MEG3 (maternally expressed 3) is a maternally expressed, imprinted long non-coding RNA gene.

== Gene ==

MEG3 is a genomically imprinted, maternally expressed long non-coding RNA (lncRNA) gene located within the DLK1-MEG3 imprinted locus on human chromosome 14q32.3, paired with the paternally expressed protein-coding gene DLK1 in the same domain. The gene generates multiple alternatively spliced transcripts, all of which are non-coding, and is expressed across many normal tissues.

At least 12 different isoforms of MEG3 are generated by alternative splicing.

The non-Mendelian inheritance pattern, known as polar overdominance, likely results from the combination of the cis-effect on the expression levels of genes in the DLK1-GTL2 imprinted domain, and trans interaction between the products of reciprocally imprinted genes.

== Function ==

In mouse models, maternal deletion of Meg3 causes skeletal muscle defects and perinatal death, indicating a role in normal tissue development.

Meg3 constrains angiogenesis under normal conditions. Its loss increases expression of angiogenesis-promoting genes and microvessel formation in the brain, indicating that MEG3 normally restrains new blood vessel formation. MEG3 supports normal endothelial cell function by regulating the DNA damage response, contributing to vascular integrity.

MEG3 forms RNA–DNA triplex structures at GA-rich chromatin sites, acting as a molecular adaptor that guides PRC2/EZH2 to target genes such as those of the TGF-β pathway.

MEG3 is involved in negative regulation of cell growth under normal conditions, indicating that healthy tissues rely on baseline MEG3 activity to keep proliferation properly restrained.

== Clinical significance ==

=== Cancer ===

MEG3 expression is lost or reduced, frequently through promoter hypermethylation, in an expanding list of primary human tumors and cancer cell lines across many tissue types, making it one of the first lncRNAs identified as a tumor suppressor.

It acts as a growth suppressor in tumour cells, and activates p53. A conserved pseudoknot in exon 3 was shown to be essential for p53 pathway upregulation.

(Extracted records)
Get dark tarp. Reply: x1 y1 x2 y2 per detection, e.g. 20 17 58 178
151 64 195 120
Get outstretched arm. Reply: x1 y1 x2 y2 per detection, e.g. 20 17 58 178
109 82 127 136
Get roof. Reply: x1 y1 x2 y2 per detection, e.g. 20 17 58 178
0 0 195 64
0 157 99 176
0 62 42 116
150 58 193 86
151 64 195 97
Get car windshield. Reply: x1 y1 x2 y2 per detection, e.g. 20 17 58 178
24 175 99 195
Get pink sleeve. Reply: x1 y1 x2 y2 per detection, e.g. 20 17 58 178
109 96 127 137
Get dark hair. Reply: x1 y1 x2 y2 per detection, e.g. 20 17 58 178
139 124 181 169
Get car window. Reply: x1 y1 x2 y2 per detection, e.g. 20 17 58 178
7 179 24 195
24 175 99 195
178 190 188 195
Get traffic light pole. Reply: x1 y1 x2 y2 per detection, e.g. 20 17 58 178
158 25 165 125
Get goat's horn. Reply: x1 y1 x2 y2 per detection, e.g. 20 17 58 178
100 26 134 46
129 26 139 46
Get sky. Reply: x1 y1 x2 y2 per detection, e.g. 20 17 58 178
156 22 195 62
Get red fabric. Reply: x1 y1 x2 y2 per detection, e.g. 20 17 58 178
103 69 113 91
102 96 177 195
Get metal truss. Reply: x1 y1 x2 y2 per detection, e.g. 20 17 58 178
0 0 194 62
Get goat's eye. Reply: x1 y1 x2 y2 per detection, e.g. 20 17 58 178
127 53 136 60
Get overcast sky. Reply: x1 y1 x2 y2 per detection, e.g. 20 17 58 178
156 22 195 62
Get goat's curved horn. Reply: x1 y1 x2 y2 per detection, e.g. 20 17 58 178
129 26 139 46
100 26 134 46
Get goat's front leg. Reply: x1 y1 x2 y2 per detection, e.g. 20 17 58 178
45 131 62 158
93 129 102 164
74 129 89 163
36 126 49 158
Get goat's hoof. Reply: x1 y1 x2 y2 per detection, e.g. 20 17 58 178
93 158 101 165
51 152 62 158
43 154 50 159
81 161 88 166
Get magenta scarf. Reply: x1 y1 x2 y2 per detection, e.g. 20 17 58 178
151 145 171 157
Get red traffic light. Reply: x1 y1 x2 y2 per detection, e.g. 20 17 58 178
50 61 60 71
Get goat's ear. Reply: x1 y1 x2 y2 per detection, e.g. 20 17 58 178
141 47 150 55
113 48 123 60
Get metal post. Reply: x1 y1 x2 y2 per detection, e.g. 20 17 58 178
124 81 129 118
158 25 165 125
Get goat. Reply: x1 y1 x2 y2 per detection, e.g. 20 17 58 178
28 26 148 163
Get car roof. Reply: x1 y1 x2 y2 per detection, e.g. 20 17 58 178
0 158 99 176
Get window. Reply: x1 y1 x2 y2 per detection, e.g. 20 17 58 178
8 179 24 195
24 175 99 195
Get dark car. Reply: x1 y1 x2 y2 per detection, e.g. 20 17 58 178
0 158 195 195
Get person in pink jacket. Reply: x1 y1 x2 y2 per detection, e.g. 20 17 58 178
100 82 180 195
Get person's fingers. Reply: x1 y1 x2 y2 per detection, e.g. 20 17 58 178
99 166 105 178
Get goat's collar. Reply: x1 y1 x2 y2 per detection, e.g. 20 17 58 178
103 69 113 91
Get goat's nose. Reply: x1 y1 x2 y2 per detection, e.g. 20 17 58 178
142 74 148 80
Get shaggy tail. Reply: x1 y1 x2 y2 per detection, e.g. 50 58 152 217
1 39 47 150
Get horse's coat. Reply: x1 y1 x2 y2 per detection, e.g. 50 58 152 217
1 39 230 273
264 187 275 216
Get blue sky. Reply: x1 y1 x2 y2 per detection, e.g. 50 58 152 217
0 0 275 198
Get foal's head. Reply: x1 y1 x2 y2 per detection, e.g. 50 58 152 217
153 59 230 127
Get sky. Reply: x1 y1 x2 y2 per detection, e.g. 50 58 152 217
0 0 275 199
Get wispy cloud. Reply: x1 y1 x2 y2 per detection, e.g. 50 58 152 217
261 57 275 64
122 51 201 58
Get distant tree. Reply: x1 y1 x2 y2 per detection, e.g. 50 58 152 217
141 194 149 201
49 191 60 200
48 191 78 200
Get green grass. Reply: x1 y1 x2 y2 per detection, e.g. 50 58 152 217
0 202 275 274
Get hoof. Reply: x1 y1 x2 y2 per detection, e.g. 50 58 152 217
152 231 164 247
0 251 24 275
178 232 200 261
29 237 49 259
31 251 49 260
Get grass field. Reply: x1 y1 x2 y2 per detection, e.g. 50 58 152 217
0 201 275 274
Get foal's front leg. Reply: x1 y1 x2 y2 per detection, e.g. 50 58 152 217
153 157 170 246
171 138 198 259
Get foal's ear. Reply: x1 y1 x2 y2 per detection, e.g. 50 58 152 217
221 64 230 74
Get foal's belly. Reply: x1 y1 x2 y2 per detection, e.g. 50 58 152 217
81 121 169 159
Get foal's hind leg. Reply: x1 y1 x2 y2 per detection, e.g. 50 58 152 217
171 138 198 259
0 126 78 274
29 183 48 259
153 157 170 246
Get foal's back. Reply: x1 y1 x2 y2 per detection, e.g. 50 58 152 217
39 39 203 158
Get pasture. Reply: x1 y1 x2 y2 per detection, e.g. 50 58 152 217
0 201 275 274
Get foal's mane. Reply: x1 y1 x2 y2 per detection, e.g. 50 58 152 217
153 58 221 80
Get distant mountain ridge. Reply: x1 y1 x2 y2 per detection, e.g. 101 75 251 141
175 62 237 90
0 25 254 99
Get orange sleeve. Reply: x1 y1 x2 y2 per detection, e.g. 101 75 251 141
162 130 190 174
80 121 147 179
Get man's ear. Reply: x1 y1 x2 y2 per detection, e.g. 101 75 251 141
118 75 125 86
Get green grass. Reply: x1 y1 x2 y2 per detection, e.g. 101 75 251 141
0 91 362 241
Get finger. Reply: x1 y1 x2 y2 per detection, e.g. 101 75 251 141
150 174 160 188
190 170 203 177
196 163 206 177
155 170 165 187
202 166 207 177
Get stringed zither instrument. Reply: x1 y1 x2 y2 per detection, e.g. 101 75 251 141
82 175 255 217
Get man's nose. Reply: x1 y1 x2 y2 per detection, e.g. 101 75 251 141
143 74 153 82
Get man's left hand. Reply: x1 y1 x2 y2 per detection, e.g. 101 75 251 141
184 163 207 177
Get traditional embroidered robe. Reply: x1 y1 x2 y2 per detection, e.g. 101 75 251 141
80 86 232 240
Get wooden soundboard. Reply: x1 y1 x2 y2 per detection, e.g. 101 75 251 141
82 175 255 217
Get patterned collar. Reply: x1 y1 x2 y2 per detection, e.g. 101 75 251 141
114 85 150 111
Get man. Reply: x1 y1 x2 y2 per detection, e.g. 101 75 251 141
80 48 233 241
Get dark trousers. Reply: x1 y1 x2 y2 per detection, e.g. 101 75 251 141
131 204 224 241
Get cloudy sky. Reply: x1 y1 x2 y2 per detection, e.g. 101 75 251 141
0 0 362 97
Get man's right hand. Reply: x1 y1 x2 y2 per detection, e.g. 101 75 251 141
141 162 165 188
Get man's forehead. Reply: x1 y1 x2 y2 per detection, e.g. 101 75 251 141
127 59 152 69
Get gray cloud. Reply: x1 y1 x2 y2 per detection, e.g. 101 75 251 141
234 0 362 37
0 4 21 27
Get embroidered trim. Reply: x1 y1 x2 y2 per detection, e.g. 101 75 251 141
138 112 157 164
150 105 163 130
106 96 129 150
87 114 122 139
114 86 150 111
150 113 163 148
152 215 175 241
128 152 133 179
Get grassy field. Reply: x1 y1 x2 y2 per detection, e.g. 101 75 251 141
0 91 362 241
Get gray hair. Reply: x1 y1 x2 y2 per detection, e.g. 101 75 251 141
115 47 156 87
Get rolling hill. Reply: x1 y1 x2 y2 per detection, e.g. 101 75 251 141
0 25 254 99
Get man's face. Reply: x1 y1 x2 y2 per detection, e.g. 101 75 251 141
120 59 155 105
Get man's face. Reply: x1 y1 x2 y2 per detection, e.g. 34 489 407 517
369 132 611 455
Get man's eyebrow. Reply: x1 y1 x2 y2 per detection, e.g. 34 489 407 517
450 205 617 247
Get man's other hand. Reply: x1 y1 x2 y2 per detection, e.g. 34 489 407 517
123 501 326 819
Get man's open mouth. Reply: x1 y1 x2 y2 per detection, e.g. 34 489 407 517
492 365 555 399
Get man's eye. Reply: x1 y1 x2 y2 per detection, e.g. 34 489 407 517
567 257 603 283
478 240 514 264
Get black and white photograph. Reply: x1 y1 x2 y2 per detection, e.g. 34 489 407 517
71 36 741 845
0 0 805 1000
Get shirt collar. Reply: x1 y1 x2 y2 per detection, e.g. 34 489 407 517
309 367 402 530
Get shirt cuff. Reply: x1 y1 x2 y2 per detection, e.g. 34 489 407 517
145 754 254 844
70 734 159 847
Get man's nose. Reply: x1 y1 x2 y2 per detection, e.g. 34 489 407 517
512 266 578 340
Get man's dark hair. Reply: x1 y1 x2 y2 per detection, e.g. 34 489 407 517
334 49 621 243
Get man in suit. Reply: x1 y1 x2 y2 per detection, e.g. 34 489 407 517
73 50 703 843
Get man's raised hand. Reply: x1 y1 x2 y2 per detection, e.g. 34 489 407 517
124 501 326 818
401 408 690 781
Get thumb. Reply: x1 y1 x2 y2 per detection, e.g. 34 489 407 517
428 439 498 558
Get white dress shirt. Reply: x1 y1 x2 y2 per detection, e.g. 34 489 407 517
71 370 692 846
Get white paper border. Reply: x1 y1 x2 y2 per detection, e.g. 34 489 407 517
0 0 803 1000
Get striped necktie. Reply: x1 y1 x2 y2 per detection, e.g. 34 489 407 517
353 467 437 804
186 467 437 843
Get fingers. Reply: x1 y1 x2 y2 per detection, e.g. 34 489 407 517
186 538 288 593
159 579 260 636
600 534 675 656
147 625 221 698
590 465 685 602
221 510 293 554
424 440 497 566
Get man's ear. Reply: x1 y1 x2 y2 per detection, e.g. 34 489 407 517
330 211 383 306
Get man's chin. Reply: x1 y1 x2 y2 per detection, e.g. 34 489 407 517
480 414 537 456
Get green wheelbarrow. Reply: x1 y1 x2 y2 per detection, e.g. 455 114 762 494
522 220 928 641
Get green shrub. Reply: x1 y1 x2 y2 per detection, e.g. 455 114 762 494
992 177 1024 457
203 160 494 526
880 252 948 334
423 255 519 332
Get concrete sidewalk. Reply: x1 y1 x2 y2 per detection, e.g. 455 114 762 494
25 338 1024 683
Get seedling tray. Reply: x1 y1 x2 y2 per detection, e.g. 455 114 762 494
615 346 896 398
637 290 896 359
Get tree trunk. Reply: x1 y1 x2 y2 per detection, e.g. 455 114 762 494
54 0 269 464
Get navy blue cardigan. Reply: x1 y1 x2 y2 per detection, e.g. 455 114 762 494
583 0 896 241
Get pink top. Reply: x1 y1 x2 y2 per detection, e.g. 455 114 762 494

• [Brief]
Please carry on the article about the MEG3 gene from the point where it stops.

• [Output]
MEG3 normally stabilizes and increases p53 protein levels and enhances transcription of p53 target genes; its loss removes this brake on proliferation and apoptosis resistance. MEG3 loss de-represses RB, MYC, and PTEN regulation and the Wnt/β-catenin, PI3K/AKT, JAK/STAT, and VEGF pathways, permitting uncontrolled proliferation, epithelial–mesenchymal transition, and angiogenesis. MEG3 normally sequesters specific microRNAs (e.g., miR-21, miR-127, miR-421); its loss releases these oncogenic miRNAs to silence tumor-suppressive targets.

Low or absent MEG3 expression correlates with faster tumor growth, earlier metastasis, worse prognosis, and reduced chemosensitivity (e.g., to cisplatin, paclitaxel, oxaliplatin, and gemcitabine).

Specific MEG3 polymorphisms (rs7158663, rs4081134, rs11160608) are associated with increased cancer risk, and rs10132552 with therapeutic response.

MEG3 dysregulation has been implicated as a mechanism in cancers driven by exposure to carcinogenic metals.

Loss of MEG3 expression is strongly associated with tumor grade in meningioma, with allelic loss and promoter hypermethylation of MEG3 increasing in prevalence in higher-grade tumors.

=== Developmental abnormalities ===

The expression profile in mouse of the co-regulated Meg3 and Dlk1 genes suggests a causative role in the pathologies found in uniparental disomy animals, characterized by defects in skeletal muscle maturation, bone formation, placenta size and organization and prenatal lethality. The sheep homolog is associated with the callipyge mutation which in heterozygous individuals affects a muscle-specific long-range control element located in the DLK1-GTL2 intergenic region and results in the callipyge muscular hypertrophy.

=== Alzheimer's disease ===

MEG3 is thought to play a role in the development of Alzheimer's disease by triggering necroptosis.